> Text segment
• JP Kosymna

    JP Kosymna

    6 months ago
    I'm getting some unexpected results using the map_task and want to make sure I'm using it correctly
    map_task(move_and_split_txns, concurrency=1)(
        move_and_split_txns_config_file=config_files
    ).with_overrides(retries=5)
    config_files
    is a list with 3 FlyteFiles returned from a dependent task
    move_and_split_txns
    is a task that reads the FlyteFile and does the heavy lifting The nodes I was using didn't have enough memory and the
    move_and_split_txns
    tasks all got oomKilled by kubernetes. The
    map_task
    says it completed successfully with no reties I would expect the map_task to at least fail. What am I doing wrong?
  • Ketan (kumare3)

    Ketan (kumare3)

    6 months ago
    cc @Dan Rammer (hamersaw) / @Haytham Abuelfutuh
  • Dan Rammer (hamersaw)

    Dan Rammer (hamersaw)

    6 months ago
    I started taking a quick look into it already. I suspect that I will have to run a few tests. It looks like we're correctly handling the OOMKilled and reporting the subtask executions as a retryable failure, but still marking the overall task as a success (for some reason?).
  • Ketan (kumare3)

    Ketan (kumare3)

    6 months ago
    this seems odd
  • Dan Rammer (hamersaw)

    Dan Rammer (hamersaw)

    6 months ago
    i agree. @JP Kosymna can you send the task metadata (in text) from the right-most tab (ie. attached image)

> Information shown
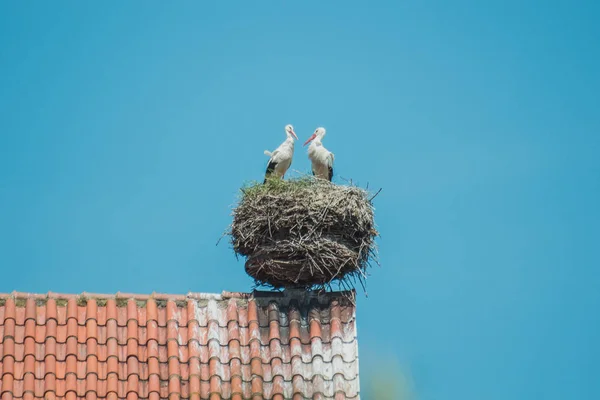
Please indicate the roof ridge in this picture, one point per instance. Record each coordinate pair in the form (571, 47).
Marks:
(297, 294)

> Set problem
Copy out the entire forum thread above about map_task and the OOMKilled subtasks, word for word.

> Output
• JP Kosymna

    JP Kosymna

    6 months ago
    I'm getting some unexpected results using the map_task and want to make sure I'm using it correctly
    map_task(move_and_split_txns, concurrency=1)(
        move_and_split_txns_config_file=config_files
    ).with_overrides(retries=5)
    config_files
    is a list with 3 FlyteFiles returned from a dependent task
    move_and_split_txns
    is a task that reads the FlyteFile and does the heavy lifting The nodes I was using didn't have enough memory and the
    move_and_split_txns
    tasks all got oomKilled by kubernetes. The
    map_task
    says it completed successfully with no reties I would expect the map_task to at least fail. What am I doing wrong?
  • Ketan (kumare3)

    Ketan (kumare3)

    6 months ago
    cc @Dan Rammer (hamersaw) / @Haytham Abuelfutuh
  • Dan Rammer (hamersaw)

    Dan Rammer (hamersaw)

    6 months ago
    I started taking a quick look into it already. I suspect that I will have to run a few tests. It looks like we're correctly handling the OOMKilled and reporting the subtask executions as a retryable failure, but still marking the overall task as a success (for some reason?).
  • Ketan (kumare3)

    Ketan (kumare3)

    6 months ago
    this seems odd
  • Dan Rammer (hamersaw)

    Dan Rammer (hamersaw)

    6 months ago
    i agree. @JP Kosymna can you send the task metadata (in text) from the right-most tab (ie. attached image)